_The request:_ Copy the items word for word, starting at the line containing "Detect black shoe." and ending at the line containing "239;169;900;600", with both of those lines included.

══ Data excerpts ══

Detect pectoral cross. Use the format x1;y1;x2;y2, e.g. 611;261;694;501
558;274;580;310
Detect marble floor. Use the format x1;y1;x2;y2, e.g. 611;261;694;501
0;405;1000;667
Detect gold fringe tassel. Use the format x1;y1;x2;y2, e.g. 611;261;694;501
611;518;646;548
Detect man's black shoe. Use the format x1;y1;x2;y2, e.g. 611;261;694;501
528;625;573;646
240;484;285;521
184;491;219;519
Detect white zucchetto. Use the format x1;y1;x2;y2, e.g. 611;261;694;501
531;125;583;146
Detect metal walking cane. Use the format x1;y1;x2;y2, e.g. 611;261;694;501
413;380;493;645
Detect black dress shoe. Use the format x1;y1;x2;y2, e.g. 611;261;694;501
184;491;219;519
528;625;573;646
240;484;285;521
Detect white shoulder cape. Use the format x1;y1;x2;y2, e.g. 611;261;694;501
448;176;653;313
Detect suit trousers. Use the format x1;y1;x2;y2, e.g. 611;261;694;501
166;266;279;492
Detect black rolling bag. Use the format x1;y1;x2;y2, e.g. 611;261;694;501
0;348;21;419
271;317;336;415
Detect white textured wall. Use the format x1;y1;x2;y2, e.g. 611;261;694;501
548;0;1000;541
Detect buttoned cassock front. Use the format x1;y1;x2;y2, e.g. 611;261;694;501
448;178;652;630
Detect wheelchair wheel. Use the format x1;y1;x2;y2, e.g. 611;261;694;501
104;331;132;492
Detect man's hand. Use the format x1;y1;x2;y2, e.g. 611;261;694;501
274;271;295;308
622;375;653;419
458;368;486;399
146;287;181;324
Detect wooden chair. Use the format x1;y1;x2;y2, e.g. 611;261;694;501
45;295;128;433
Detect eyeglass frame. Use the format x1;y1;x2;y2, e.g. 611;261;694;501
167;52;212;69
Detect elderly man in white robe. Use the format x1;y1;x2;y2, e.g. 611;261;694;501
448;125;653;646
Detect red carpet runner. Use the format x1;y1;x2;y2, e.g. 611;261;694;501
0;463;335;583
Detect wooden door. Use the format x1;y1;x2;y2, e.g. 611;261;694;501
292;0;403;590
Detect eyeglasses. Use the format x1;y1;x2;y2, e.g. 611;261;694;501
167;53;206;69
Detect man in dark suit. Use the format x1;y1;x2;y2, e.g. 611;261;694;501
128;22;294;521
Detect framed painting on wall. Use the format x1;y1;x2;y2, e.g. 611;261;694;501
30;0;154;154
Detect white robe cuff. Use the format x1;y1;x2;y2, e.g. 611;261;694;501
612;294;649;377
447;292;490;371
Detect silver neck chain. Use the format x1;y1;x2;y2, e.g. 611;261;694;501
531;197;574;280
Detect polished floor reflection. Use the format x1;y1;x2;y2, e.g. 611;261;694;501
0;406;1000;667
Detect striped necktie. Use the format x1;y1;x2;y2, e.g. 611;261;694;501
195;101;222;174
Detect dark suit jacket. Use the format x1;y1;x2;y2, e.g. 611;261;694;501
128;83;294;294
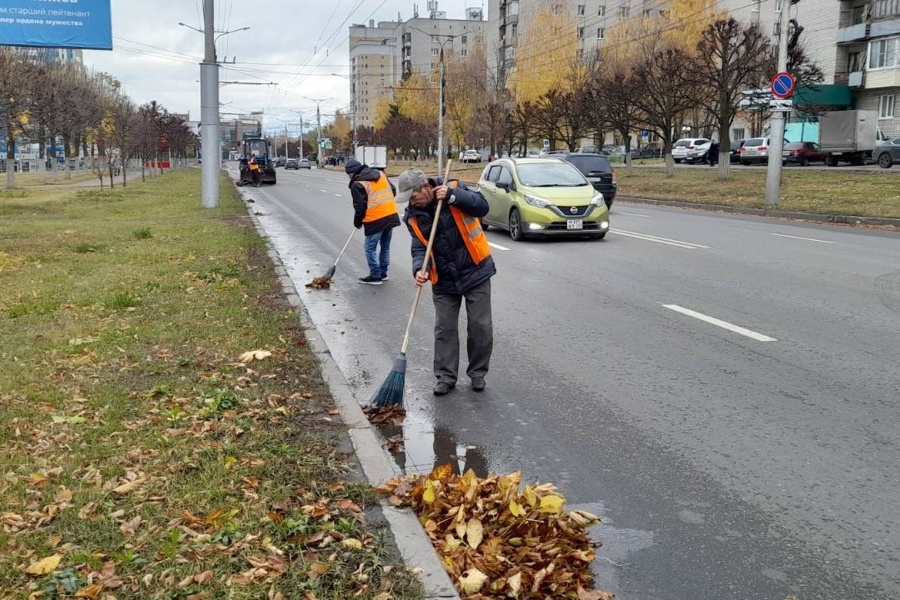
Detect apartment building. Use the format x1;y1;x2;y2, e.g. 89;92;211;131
349;0;485;127
835;0;900;138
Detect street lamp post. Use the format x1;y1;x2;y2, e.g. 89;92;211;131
178;5;250;208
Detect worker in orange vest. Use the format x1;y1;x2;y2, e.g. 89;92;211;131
397;169;497;396
247;156;262;187
344;158;400;285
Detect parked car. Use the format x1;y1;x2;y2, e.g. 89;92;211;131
872;138;900;169
554;152;617;208
478;158;609;242
781;142;828;167
462;150;481;163
728;140;747;164
672;138;712;163
741;138;790;165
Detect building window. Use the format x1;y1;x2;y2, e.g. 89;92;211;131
869;38;900;69
878;94;894;119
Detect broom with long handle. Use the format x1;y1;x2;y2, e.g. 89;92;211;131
306;227;356;289
369;160;451;408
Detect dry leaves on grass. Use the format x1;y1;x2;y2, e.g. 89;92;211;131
379;465;612;600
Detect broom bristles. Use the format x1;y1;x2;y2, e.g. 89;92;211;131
369;354;406;408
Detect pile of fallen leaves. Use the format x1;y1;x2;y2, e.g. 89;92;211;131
306;275;331;290
379;465;613;600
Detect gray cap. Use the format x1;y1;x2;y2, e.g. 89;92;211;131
397;169;428;202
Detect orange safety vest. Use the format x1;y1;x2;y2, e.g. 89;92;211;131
359;173;397;223
409;190;491;285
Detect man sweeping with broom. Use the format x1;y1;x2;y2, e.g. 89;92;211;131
397;169;497;396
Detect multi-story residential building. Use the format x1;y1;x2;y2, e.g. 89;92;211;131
836;0;900;137
350;0;484;126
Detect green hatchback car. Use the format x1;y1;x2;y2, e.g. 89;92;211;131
478;157;609;242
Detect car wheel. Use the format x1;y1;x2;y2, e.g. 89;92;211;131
509;208;525;242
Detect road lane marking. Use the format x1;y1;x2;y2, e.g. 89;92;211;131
771;233;837;244
609;229;709;250
663;304;778;342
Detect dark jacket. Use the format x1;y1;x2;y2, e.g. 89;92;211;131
403;178;497;294
349;167;400;235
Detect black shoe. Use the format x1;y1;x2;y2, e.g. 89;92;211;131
434;381;456;396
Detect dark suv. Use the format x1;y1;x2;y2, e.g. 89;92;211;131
553;152;616;208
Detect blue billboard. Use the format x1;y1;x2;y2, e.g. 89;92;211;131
0;0;112;50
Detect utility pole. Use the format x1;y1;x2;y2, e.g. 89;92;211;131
766;0;793;206
438;47;453;177
304;96;329;167
200;0;222;208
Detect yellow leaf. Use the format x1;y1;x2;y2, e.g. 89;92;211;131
75;583;103;598
241;350;272;363
341;538;362;550
466;517;484;550
506;573;522;597
25;554;62;575
538;495;565;514
422;479;436;504
459;568;487;594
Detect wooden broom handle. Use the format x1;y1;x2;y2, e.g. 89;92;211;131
400;159;453;354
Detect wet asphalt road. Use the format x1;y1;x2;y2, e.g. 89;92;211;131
239;169;900;600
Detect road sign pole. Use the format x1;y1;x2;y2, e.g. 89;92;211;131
766;0;790;206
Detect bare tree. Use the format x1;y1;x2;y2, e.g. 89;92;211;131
696;18;773;181
634;47;699;177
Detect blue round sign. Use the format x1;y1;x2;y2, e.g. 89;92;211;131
772;71;797;100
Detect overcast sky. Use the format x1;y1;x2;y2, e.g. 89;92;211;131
84;0;487;132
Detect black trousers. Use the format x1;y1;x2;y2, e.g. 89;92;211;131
432;279;494;384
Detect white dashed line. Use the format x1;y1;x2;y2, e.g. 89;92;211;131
663;304;778;342
771;233;837;244
609;229;709;250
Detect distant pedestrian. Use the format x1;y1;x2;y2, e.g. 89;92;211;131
397;169;497;396
706;142;719;167
344;158;400;285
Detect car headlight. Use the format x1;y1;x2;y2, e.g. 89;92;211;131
525;194;553;208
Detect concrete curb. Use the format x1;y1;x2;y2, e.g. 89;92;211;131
237;183;459;600
616;196;900;228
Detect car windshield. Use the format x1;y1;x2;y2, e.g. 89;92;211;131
566;154;612;175
517;162;590;187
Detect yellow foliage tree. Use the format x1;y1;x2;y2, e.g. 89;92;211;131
508;5;579;104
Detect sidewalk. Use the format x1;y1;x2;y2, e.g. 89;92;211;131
229;179;459;600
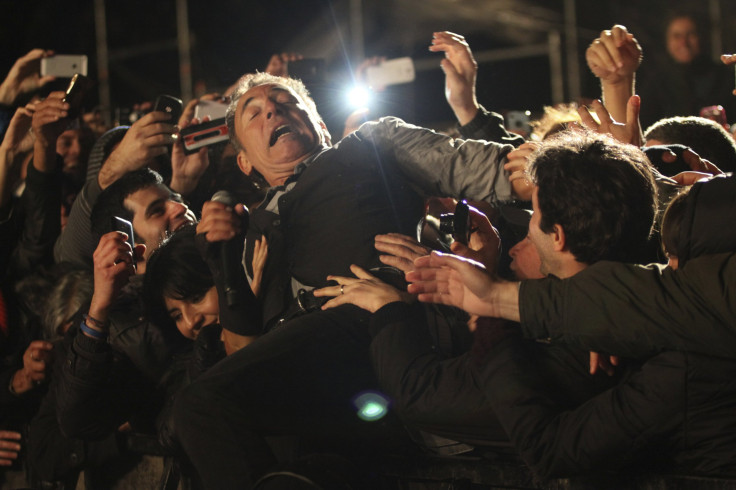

═══

_Expected output:_
Detect black shoe. Use the format x1;y1;x2;y2, e.g. 89;92;211;131
434;381;456;396
Detect dark suv. Use the format x1;y1;x2;y2, e.g. 89;92;211;131
553;152;616;208
Detect blue billboard. Use the format x1;y1;x2;y2, e.g. 89;92;211;131
0;0;112;50
Detect utility pole. Use the format x1;y1;x2;y2, e.g. 89;92;211;131
766;0;793;206
438;47;453;177
304;96;329;167
200;0;222;208
Detect yellow leaf. Use the format x1;y1;x2;y2, e.g. 89;92;211;131
75;583;103;598
241;350;272;363
341;538;362;550
466;517;484;550
506;573;522;597
25;554;62;575
538;495;565;514
422;479;436;504
459;568;487;594
Detect wooden broom handle. Use the format x1;y1;x2;y2, e.g. 89;92;211;131
400;159;453;354
Detect wet asphalt road. Use the format x1;y1;x2;y2, e.g. 89;92;211;131
239;169;900;600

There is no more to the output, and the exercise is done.